Work to be completed:
Output every line of the rows below as a Markdown table with the columns No. and Line, giving each line a number and skipping blank lines. Leave the pictures out of the answer.

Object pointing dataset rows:
————

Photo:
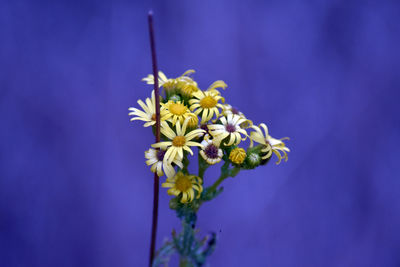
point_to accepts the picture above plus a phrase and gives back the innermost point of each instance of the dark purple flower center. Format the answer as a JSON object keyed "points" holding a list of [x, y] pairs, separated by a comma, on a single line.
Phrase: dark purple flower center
{"points": [[211, 151], [160, 155], [205, 128], [230, 128], [235, 111]]}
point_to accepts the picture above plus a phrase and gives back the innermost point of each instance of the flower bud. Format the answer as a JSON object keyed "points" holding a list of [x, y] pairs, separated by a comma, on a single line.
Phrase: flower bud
{"points": [[237, 155], [253, 159]]}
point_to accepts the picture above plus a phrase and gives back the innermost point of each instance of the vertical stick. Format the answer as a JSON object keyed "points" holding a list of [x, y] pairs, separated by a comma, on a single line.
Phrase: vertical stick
{"points": [[157, 103]]}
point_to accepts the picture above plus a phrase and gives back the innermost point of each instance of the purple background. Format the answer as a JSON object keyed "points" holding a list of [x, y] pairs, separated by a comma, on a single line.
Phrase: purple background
{"points": [[74, 188]]}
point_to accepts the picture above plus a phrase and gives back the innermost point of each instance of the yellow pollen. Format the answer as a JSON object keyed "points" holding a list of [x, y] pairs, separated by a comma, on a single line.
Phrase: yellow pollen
{"points": [[177, 108], [208, 102], [183, 183], [237, 155], [179, 141]]}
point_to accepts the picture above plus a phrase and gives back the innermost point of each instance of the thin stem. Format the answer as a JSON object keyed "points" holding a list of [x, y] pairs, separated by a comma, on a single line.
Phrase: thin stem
{"points": [[156, 178]]}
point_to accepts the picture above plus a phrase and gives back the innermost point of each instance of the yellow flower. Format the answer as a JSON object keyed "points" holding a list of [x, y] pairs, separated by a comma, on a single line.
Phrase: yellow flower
{"points": [[211, 152], [179, 141], [176, 111], [205, 103], [270, 144], [237, 155], [228, 109], [149, 111], [155, 158], [185, 185], [230, 127]]}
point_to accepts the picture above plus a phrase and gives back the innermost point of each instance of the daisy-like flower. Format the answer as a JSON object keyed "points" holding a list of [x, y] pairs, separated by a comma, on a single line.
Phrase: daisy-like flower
{"points": [[149, 111], [155, 159], [185, 185], [180, 140], [205, 103], [217, 84], [211, 152], [237, 155], [176, 111], [230, 127], [228, 109], [270, 144]]}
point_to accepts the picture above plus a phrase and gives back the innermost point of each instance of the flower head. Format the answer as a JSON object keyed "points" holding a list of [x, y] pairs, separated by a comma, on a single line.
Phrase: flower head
{"points": [[149, 111], [176, 111], [155, 159], [271, 145], [183, 84], [237, 155], [205, 103], [180, 140], [185, 185], [211, 152], [230, 127], [217, 84]]}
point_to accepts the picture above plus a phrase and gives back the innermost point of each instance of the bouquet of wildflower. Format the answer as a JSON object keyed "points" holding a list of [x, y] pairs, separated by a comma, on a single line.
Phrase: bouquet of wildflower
{"points": [[189, 118]]}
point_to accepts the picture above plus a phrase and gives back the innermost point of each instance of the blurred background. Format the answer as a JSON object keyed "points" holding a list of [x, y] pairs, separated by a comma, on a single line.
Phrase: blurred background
{"points": [[74, 188]]}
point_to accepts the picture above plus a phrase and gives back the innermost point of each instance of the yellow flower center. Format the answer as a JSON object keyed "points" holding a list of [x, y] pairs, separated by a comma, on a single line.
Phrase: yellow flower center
{"points": [[189, 88], [179, 141], [237, 155], [208, 102], [183, 183], [193, 121], [177, 108]]}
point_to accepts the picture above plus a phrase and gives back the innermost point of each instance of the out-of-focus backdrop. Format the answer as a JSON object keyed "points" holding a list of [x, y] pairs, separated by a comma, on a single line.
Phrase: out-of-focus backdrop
{"points": [[74, 188]]}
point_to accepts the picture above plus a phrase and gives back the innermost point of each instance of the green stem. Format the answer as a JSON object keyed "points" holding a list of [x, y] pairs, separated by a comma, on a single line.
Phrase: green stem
{"points": [[202, 166]]}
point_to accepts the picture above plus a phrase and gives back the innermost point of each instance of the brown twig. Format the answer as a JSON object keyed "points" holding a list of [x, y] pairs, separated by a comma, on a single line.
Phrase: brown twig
{"points": [[157, 103]]}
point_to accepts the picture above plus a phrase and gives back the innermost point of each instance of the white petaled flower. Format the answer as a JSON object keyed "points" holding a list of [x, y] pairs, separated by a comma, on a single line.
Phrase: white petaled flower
{"points": [[211, 152], [229, 128], [271, 145], [155, 158], [149, 111], [180, 140]]}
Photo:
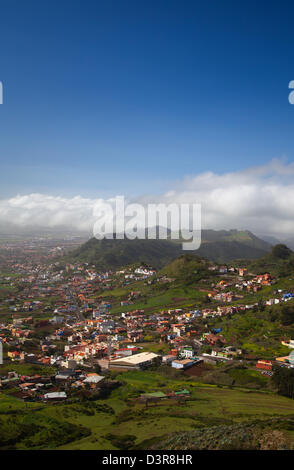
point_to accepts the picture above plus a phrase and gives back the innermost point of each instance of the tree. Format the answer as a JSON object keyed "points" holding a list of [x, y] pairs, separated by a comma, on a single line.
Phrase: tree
{"points": [[287, 315]]}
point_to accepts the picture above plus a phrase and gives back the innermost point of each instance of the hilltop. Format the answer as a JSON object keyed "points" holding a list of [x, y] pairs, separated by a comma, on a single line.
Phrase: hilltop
{"points": [[280, 261], [220, 246]]}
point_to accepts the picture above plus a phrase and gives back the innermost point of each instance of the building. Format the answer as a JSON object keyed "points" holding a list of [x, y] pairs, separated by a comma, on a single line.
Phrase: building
{"points": [[264, 365], [182, 364], [138, 361]]}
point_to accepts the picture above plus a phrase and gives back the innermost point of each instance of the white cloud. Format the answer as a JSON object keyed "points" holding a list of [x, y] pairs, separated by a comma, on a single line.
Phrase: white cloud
{"points": [[259, 199]]}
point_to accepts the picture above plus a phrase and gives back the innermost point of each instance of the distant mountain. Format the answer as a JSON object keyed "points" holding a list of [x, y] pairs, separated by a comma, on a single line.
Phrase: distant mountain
{"points": [[220, 246], [270, 239], [112, 254]]}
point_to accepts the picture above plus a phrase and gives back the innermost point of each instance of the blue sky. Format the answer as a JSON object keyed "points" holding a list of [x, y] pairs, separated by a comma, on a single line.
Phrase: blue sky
{"points": [[108, 97]]}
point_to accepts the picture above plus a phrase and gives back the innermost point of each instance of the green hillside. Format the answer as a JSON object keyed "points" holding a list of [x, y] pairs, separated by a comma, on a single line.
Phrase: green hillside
{"points": [[219, 246], [279, 261]]}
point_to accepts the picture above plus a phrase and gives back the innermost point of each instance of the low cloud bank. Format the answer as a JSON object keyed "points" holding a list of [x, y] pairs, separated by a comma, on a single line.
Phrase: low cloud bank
{"points": [[259, 199]]}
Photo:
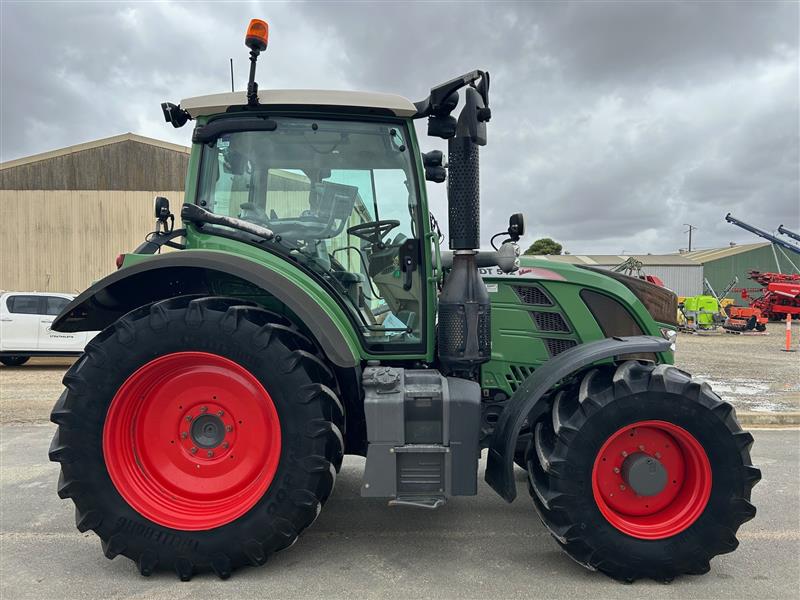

————

Complete answer:
| No. | Line |
|---|---|
| 1 | Photo: |
| 2 | point_to accepts the picture above plus a phrase and gives back the innermost point of each instance of the dark purple flower center. Format the answer as a JSON object keyed "points" holding a list of [x, y] pairs, separated by a comma, on a single line. |
| 3 | Phrase: dark purple flower center |
| 4 | {"points": [[211, 151], [160, 155], [205, 128], [230, 128], [235, 111]]} |
| 5 | point_to accepts the picture above plus a phrase and gives back the innermost point of each instance of the flower bud. Format the answer as a JSON object keyed "points" holding a list of [x, y] pairs, separated by a comma, on a single line. |
| 6 | Phrase: flower bud |
| 7 | {"points": [[237, 155], [253, 159]]} |
| 8 | point_to accepts the picture above plus a phrase and gives back the innermost point of each instance of the vertical stick. Format the answer as a JSON object keyed "points" holding a list of [x, y] pairs, separated by a comma, on a single line. |
| 9 | Phrase: vertical stick |
| 10 | {"points": [[157, 103]]} |
| 11 | point_to accepts the picture above plus a phrase and gives back the innermost point of each instance of the purple background. Format the answer as a JSON object keyed "points" holding a list of [x, y] pairs, separated by a comma, on a single line. |
| 12 | Phrase: purple background |
| 13 | {"points": [[74, 188]]} |
| 14 | point_to accepts the picture above plus a phrase and gives back the innermost point of each instance of the yellow pollen. Format the answer as a JSON object keyed "points" holding a list of [x, y] pairs, separated by a comma, on a single line. |
| 15 | Phrase: yellow pollen |
| 16 | {"points": [[177, 108], [208, 102], [183, 183], [237, 155], [179, 141]]} |
| 17 | point_to accepts the picture above plus a phrase and gives back the innermost point of each instance of the thin stem. Format the answer as a JSON object keyed "points" holding a list of [x, y] pairs, separated by a comma, on a single line. |
| 18 | Phrase: thin stem |
| 19 | {"points": [[156, 178]]} |
| 20 | point_to accepts the picture above plus a phrase and gives back the innermost point of each instance of the yellow flower. Format the answer as a JSON object keyed "points" holding a list of [x, y] pairs, separated by a comma, on a single line. |
| 21 | Phrase: yellow flower |
| 22 | {"points": [[211, 152], [179, 141], [176, 111], [205, 103], [270, 144], [237, 155], [228, 109], [149, 111], [155, 158], [185, 185], [230, 127]]} |
| 23 | point_to accepts the picture above plus a phrase and gives back the innermost point of each instance of the daisy-like flower. Format the answer as a JSON object keyed "points" holding a list of [x, y] pairs, separated by a comma, on a single line. |
| 24 | Phrase: daisy-like flower |
| 25 | {"points": [[149, 111], [155, 159], [185, 185], [180, 140], [205, 103], [217, 84], [211, 152], [237, 155], [176, 111], [230, 127], [228, 109], [270, 144]]} |
| 26 | point_to accepts the picture above plus a phrase and gives back the innermost point of each instance of the flower head. Format the answer as a JSON object keyed "points" holding a list of [x, y] pairs, separated by a comma, on a single line. |
| 27 | Phrase: flower head |
| 28 | {"points": [[149, 111], [176, 111], [155, 159], [271, 145], [183, 84], [237, 155], [205, 103], [180, 140], [185, 185], [211, 152], [230, 127], [217, 84]]} |
| 29 | point_to accepts the picture above plus a phrase and gives back the innermost point of each instance of the bouquet of wildflower. Format the answer as a JSON object keyed "points" holding a list of [x, y] pairs, separated by a comma, on a single line. |
| 30 | Phrase: bouquet of wildflower |
| 31 | {"points": [[189, 118]]} |
| 32 | point_to accepts the picture above plus a phrase and gives back the innermost point of each instance of the blurred background. Format the answer as a JSON object keyed "points" holding a list of [x, y] pairs, separated by a comma, on a single line. |
| 33 | Phrase: blurred background |
| 34 | {"points": [[74, 188]]} |
| 35 | point_to accepts the picture above plus a phrase and gives back the innermost point of each instance of the yellow flower center. Format the answer as a JSON object keyed "points" holding a list of [x, y] pairs, separated by a comma, on a single line. |
| 36 | Phrase: yellow flower center |
| 37 | {"points": [[189, 88], [179, 141], [237, 155], [208, 102], [183, 183], [193, 121], [177, 108]]} |
| 38 | point_to accepts the picture above plus a phrase and gives back the innermost point of each instance of the out-of-focus backdrop. Format the answer as a JSON object keyed "points" holding a list of [x, y] pairs, separated by a comma, on a single line. |
| 39 | Phrase: out-of-focus backdrop |
| 40 | {"points": [[74, 188]]} |
| 41 | point_to accepts the picture above plus a phrase and gives back the innermost point of each instance of the green stem. Format the answer as a JSON object keyed "points" holding a list of [x, y] pairs, separated by a comma, on a single line. |
| 42 | Phrase: green stem |
| 43 | {"points": [[202, 166]]} |
| 44 | point_to accepts the picture above plus a phrase and gives back the innermost point of each instance of the brown twig. Format the answer as a JSON object keyed "points" holding a list of [x, y] pairs, separated by a comma, on a single line. |
| 45 | Phrase: brown twig |
| 46 | {"points": [[157, 103]]} |
| 47 | point_to accepts the picture above plus a phrase and gives back the innermost point of each instance of the white petaled flower. Format the answer as a JSON object keyed "points" holding a list of [x, y] pairs, separated by a comma, on a single line. |
| 48 | Phrase: white petaled flower |
| 49 | {"points": [[211, 152], [229, 128], [271, 145], [155, 158], [149, 111], [180, 140]]} |
| 50 | Photo: |
| 51 | point_to accepts the picture above plus a phrase and gives back the innermost point of each instance of the tree. Format the answer as a JSON object keyed "points" holding a list of [x, y] pairs, separated by a comma, on a single line. |
| 52 | Phrase: tree |
| 53 | {"points": [[287, 315]]} |
| 54 | point_to accepts the picture above plus a phrase and gives back the innermost point of each instance of the hilltop. Format the answer as a JSON object keyed "points" holding a list of [x, y] pairs, separated by a comma, on a single line. |
| 55 | Phrase: hilltop |
| 56 | {"points": [[280, 261], [220, 246]]} |
| 57 | point_to accepts the picture above plus a phrase and gives back the innermost point of each instance of the building. Format the answer as a JSON object keyed "points" holding a list of [x, y] pairs, separated by a comma, on a single line. |
| 58 | Phrase: building |
| 59 | {"points": [[264, 365], [182, 364], [138, 361]]} |
| 60 | point_to accepts the picture above plus a phrase and gives back the innermost point of each instance of the white cloud. Format the answer as a JSON object keyed "points" holding a list of [x, y] pairs, separated by a comma, on a single line. |
| 61 | Phrase: white cloud |
| 62 | {"points": [[259, 199]]} |
| 63 | point_to accepts the picture above plus a phrase and gives back the innermost point of each instance of the distant mountain. Format the answer as a JSON object keyed "points" holding a list of [x, y] pairs, separated by a comma, on a single line. |
| 64 | Phrase: distant mountain |
| 65 | {"points": [[220, 246], [270, 239], [112, 254]]} |
| 66 | point_to accepts the picture above plus a phrase and gives back the innermost point of each instance of the blue sky. Format the answer as a JSON object keyed "points" holding a list of [x, y] pairs, separated by a comma, on a single line. |
| 67 | Phrase: blue sky |
| 68 | {"points": [[108, 97]]} |
| 69 | point_to accepts the picture above plus a phrase and gives back the innermost point of each instance of the green hillside. Format the answer as a JSON object keyed "points" holding a list of [x, y] pairs, separated by a comma, on a single line. |
| 70 | Phrase: green hillside |
| 71 | {"points": [[219, 246], [279, 261]]} |
| 72 | point_to accepts the picture above plus a phrase and gives back the innermost point of each instance of the low cloud bank. Format the answer as a JSON object keyed "points" holding a list of [x, y] pairs, separated by a comma, on a single line. |
| 73 | Phrase: low cloud bank |
| 74 | {"points": [[259, 199]]} |
| 75 | Photo: |